結月です。
今日は7歳になった愛娘に「逢魔時」(おうまがどき)の話をした。
黄昏時には魑魅魍魎やよからぬ悪霊や低級霊がゾロゾロと出てくる。そういうものは太陽を嫌い、夜が好きだからね。そんな話をする。
わたしはずっと夜が好きで、黄昏になるとそわそわとし出して、銀座にいるときは開店したばかりのバーに繰り出したくなったもので、黄昏を愛していた。
昼はどうも疲れるし、心が躍動せず、力が全開でないのを感じつつ生きていた。そして夜になると元気になる。それゆえに大昔は夜勤の仕事をしていたときもある。
そんな話を小学1年生にする。

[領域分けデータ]
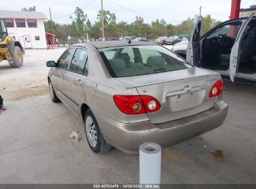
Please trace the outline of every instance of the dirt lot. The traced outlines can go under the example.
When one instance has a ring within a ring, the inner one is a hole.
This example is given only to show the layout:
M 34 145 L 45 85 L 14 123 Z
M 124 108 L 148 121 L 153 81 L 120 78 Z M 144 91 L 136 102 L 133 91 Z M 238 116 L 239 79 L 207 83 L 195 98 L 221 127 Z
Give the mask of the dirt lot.
M 0 114 L 0 183 L 138 183 L 138 155 L 93 153 L 78 119 L 51 102 L 45 62 L 64 50 L 27 50 L 21 69 L 0 64 L 7 109 Z M 163 183 L 256 183 L 256 88 L 224 86 L 224 124 L 163 149 Z M 82 134 L 77 143 L 69 137 L 73 130 Z M 218 149 L 223 157 L 209 152 Z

_やること_
1: 逢魔時の話の文章で、書き手がずっと前に夜勤の仕事をしていた理由を、文章に書かれているとおりに1～3文で説明してください。
2: 次の(a)～(c)が逢魔時の話の文章と合っているかどうか、それぞれ「はい」か「いいえ」で答え、決め手になる文章の言葉をそのまま引用してください。
(a) 書き手の娘は7歳である。
(b) 書き手は黄昏時になると落ち着いて眠くなっていた。
(c) 書き手は銀座にいるとき、開店したばかりのバーに行きたくなった。
3: 逢魔時の話の文章の続きを、最後の文「そんな話を小学1年生にする。」のあとから書いてください。

_答え_
1: 書き手は昼間はどうも疲れてしまい、心が弾まず、力を出し切れていないと感じながら過ごしていました。その一方で、夜になると元気になりました。そのため、ずっと前には夜勤の仕事をしていたこともあります。

2:
(a) はい。「今日は7歳になった愛娘に」
(b) いいえ。「黄昏になるとそわそわとし出して」
(c) はい。「銀座にいるときは開店したばかりのバーに繰り出したくなったもので」

3:
でも今はそうでないんだと話す。やはり朝が最も清らかで、陽の光が出ているときに仕事するのがいい。夜はいけないね。夜は余計なことを考えるから。ネガティヴになるし、マイナス思考になる。だから夜は辛い。鬱病になりそうで夜の時間を過ごすのは辛いんだ。
また年のせい?なのか昔のように熟睡できなくなった。いくら長くても4時間以内に目が覚める。そして二度寝しても6時前にはちゃんと起きられる。
であるからして、夜中に目が覚めていることが多く、公演のことなどうんざりするほど考えてしまうのであるが、発想がネガティヴになる。だからよろしくない。悪いほう、悪いほうにばかり考えてしまって、これが精神的にキツい。
もうずっとであるが、コンサートの仕事を始めてからは寝るときは電気を消さない。真っ暗にすると必ずと言っていいほど悪夢を見る。電気をつけっぱなしで明るくしているとそこまで悪い夢は出てこない。
というわけで、あれだけ黄昏が好きで夜になると生き生きとしていたのが、今では夜が憂鬱で、逃れたいものになっている。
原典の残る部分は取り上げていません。